_Position annotation records:_
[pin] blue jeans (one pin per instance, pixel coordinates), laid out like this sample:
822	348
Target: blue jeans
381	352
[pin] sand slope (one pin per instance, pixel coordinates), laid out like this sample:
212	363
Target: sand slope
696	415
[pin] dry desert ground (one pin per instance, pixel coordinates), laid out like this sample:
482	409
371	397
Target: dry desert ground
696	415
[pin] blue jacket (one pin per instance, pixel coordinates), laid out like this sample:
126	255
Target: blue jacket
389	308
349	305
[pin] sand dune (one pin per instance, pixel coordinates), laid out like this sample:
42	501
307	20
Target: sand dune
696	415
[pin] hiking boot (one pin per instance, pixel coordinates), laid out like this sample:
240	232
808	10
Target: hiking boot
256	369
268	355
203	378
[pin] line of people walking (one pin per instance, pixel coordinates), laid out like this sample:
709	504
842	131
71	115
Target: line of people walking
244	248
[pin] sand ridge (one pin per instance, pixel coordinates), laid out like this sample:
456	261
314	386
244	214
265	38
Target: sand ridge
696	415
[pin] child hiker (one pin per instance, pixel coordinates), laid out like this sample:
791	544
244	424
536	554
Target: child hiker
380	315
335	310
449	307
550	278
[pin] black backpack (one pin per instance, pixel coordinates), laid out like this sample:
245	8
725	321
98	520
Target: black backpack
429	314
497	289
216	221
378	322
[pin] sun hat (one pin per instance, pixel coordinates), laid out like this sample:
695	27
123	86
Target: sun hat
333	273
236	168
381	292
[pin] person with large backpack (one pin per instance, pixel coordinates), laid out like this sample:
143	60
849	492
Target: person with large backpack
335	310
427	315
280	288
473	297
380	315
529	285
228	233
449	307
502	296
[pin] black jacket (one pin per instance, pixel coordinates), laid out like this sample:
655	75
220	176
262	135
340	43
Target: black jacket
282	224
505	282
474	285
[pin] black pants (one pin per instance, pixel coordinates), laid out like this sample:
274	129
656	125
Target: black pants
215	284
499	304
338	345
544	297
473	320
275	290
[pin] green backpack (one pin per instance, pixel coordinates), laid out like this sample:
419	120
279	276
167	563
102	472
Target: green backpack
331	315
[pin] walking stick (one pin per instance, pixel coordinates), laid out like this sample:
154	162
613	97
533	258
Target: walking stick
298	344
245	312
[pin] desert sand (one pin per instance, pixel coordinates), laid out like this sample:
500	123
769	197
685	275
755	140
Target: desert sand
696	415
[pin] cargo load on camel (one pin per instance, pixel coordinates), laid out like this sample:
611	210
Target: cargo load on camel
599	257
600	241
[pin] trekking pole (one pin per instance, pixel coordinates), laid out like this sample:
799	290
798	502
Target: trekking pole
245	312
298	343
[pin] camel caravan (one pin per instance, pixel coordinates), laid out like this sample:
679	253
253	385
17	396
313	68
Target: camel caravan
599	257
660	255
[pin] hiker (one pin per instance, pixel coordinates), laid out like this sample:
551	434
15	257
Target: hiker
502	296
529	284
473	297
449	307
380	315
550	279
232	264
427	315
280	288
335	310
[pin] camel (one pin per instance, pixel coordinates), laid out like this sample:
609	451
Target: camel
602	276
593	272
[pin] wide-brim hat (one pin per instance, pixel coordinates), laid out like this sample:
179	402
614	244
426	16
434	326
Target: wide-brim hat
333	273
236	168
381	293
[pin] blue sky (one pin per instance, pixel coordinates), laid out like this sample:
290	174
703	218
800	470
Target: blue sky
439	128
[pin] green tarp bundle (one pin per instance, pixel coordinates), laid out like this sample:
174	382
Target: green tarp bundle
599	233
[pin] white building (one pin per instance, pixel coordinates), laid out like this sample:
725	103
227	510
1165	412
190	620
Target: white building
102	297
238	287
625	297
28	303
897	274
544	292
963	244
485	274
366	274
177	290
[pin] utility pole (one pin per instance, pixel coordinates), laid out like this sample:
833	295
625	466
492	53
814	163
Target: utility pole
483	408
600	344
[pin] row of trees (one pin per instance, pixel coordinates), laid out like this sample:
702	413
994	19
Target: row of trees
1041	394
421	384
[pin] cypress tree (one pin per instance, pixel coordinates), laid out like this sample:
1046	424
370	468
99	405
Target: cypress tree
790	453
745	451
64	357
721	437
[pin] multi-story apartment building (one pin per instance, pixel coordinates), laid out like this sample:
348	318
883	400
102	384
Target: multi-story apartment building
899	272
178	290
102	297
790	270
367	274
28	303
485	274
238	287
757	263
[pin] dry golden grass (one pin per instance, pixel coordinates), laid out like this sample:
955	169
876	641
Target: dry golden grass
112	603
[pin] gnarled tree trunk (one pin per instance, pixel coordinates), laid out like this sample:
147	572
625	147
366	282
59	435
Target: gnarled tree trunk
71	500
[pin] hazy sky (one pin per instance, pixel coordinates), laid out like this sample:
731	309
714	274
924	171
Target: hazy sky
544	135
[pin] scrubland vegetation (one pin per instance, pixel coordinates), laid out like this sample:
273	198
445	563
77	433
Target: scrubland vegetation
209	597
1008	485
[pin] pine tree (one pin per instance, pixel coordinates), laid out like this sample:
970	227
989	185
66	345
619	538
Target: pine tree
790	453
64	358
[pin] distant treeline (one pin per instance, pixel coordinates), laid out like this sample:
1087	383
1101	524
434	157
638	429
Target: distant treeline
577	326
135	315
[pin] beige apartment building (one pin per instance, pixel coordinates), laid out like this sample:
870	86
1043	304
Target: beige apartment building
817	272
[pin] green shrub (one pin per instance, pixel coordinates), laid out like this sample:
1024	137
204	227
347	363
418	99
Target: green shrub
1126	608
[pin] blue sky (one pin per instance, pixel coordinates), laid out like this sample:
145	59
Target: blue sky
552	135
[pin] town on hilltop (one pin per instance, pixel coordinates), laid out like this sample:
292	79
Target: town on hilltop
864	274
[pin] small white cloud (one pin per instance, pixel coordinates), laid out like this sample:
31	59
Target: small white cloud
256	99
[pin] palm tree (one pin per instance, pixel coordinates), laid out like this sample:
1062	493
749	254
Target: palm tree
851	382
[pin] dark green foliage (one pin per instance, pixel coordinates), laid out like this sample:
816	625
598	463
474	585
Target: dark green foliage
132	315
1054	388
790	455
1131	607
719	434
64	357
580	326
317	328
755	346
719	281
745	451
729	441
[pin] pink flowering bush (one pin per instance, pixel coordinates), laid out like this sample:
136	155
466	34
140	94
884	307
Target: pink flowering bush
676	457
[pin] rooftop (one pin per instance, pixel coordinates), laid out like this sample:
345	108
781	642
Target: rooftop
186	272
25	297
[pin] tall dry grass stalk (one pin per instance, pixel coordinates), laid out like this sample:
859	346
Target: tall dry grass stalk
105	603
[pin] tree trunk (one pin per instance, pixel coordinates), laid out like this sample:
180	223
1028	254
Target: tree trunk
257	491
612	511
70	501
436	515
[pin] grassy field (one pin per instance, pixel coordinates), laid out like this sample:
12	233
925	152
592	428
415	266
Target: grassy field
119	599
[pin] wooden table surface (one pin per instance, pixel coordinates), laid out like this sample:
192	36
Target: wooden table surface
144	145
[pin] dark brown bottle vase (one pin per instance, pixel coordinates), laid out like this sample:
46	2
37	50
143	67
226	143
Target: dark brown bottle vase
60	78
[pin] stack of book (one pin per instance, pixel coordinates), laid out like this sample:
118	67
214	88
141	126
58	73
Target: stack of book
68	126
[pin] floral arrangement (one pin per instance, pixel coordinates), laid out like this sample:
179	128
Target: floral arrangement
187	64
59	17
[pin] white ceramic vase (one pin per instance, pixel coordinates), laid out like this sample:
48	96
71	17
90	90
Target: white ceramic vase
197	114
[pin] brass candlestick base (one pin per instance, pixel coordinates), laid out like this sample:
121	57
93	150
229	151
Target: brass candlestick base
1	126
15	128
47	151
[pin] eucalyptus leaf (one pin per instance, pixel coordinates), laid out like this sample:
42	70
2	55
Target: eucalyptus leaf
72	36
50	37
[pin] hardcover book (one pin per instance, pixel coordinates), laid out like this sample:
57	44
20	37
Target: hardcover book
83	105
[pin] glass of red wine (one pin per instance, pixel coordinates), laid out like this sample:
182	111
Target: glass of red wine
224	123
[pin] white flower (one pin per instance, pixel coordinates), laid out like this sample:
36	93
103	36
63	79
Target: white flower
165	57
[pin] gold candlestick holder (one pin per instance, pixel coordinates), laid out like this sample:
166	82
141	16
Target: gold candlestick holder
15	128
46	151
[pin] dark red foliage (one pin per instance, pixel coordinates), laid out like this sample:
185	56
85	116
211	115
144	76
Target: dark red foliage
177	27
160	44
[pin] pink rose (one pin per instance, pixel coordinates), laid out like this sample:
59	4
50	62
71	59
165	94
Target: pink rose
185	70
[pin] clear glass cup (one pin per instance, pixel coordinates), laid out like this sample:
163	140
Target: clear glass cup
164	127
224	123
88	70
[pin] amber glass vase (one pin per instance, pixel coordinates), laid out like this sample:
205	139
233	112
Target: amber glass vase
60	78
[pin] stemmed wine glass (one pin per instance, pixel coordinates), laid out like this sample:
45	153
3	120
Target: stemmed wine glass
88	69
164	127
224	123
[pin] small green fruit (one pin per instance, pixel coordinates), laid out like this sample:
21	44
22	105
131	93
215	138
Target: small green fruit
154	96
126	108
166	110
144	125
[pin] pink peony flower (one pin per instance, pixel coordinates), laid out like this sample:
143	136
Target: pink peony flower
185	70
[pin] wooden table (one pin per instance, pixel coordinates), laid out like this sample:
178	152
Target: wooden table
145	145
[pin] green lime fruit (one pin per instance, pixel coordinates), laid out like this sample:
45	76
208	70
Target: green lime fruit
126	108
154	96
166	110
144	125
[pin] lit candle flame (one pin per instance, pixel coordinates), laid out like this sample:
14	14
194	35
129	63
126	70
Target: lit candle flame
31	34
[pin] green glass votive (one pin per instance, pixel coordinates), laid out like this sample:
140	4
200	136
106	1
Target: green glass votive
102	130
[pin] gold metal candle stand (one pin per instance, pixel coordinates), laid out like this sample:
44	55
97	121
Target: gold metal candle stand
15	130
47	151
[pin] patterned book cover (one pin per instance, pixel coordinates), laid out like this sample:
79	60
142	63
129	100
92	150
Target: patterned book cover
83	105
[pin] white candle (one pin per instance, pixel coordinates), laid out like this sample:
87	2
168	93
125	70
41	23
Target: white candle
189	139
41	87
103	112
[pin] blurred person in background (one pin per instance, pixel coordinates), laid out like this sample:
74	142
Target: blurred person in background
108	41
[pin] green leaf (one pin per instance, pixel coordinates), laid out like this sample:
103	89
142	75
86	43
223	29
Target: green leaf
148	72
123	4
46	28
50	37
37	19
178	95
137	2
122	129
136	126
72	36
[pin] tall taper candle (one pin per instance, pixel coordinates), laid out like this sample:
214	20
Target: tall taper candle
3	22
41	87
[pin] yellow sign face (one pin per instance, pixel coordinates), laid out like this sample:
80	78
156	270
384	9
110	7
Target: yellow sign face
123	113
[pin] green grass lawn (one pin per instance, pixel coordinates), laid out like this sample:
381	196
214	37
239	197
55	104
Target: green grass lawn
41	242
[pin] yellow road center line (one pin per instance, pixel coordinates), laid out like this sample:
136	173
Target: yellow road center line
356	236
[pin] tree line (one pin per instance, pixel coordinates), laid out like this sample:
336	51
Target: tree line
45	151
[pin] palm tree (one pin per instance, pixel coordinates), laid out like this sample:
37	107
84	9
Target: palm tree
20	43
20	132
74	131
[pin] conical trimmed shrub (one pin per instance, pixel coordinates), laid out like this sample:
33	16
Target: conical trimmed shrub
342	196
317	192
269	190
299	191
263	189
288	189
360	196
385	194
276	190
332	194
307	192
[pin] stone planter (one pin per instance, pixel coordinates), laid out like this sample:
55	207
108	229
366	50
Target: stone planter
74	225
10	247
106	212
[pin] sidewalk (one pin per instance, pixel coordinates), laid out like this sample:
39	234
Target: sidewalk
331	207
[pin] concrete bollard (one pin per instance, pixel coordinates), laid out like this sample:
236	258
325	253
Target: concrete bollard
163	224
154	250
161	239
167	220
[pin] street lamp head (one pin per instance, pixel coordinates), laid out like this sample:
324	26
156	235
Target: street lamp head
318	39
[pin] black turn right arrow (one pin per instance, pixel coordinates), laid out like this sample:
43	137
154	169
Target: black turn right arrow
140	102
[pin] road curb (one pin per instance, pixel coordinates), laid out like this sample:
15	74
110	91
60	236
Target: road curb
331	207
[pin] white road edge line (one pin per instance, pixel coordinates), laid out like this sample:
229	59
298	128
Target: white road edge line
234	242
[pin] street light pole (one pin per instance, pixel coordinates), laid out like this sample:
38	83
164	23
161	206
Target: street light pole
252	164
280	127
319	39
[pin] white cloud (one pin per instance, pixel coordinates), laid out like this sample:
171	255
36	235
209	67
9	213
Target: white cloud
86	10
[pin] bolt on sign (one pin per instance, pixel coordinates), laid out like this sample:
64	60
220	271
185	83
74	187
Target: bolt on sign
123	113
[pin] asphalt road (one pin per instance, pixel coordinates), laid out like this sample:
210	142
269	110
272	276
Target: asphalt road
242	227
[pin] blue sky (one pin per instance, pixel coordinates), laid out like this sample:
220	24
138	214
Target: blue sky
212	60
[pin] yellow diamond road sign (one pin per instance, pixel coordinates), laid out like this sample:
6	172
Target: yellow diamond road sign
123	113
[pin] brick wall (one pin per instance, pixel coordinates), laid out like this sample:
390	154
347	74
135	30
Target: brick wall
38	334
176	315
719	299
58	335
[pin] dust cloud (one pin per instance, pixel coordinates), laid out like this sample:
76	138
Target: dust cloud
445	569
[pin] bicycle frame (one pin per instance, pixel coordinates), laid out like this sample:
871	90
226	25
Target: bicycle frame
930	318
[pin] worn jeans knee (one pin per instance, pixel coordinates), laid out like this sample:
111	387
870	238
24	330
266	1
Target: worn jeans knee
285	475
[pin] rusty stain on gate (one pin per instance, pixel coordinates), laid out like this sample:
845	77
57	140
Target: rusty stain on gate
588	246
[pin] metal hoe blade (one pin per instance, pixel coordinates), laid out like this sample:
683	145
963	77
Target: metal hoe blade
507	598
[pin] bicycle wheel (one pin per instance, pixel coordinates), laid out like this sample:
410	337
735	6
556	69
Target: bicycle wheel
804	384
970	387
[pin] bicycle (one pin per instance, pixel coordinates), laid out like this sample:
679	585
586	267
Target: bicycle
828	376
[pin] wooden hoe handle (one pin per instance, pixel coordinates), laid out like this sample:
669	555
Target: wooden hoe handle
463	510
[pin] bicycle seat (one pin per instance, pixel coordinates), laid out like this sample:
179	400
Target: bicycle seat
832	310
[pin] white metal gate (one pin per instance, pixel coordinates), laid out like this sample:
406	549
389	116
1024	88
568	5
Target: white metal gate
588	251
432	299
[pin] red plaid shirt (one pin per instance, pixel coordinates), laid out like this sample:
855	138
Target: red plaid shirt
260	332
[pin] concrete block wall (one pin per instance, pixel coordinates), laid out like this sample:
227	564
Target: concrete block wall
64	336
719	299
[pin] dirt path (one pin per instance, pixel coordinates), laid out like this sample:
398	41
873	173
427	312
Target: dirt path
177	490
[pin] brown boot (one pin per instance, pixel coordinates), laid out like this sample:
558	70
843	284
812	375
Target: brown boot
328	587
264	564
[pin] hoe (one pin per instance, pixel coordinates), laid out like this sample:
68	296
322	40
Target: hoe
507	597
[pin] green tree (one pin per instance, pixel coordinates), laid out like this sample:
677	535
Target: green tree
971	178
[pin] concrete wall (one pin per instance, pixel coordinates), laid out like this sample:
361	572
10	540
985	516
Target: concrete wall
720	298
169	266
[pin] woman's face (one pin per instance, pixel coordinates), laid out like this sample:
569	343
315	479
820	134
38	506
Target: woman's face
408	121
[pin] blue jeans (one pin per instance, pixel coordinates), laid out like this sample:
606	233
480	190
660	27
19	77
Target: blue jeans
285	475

_Problem:_ Repeat only the lines running from the line that contains "[pin] brown boot" through the last line above, inclusive.

_Answer to the task:_
[pin] brown boot (one pin per instance, pixel coordinates), laid out like this sample:
558	70
843	284
812	375
Target: brown boot
328	587
264	564
[pin] hoe (one pin per instance, pixel coordinates), laid out like this sample:
68	296
322	40
Target: hoe
507	597
[pin] green tree (one pin per instance, pixel coordinates), laid out like this sample:
677	535
Target: green tree
971	178
[pin] concrete wall (one pin per instance, pixel coordinates), laid out like this sample:
361	572
10	540
985	516
Target: concrete wall
720	298
169	266
[pin] woman's face (one pin per instance, pixel coordinates), laid out like this sample:
569	343
315	479
820	134
38	506
Target: woman's face
408	121
[pin] blue jeans (one pin per instance, pixel coordinates), laid out like this sample:
606	233
480	190
660	27
19	77
Target: blue jeans
285	475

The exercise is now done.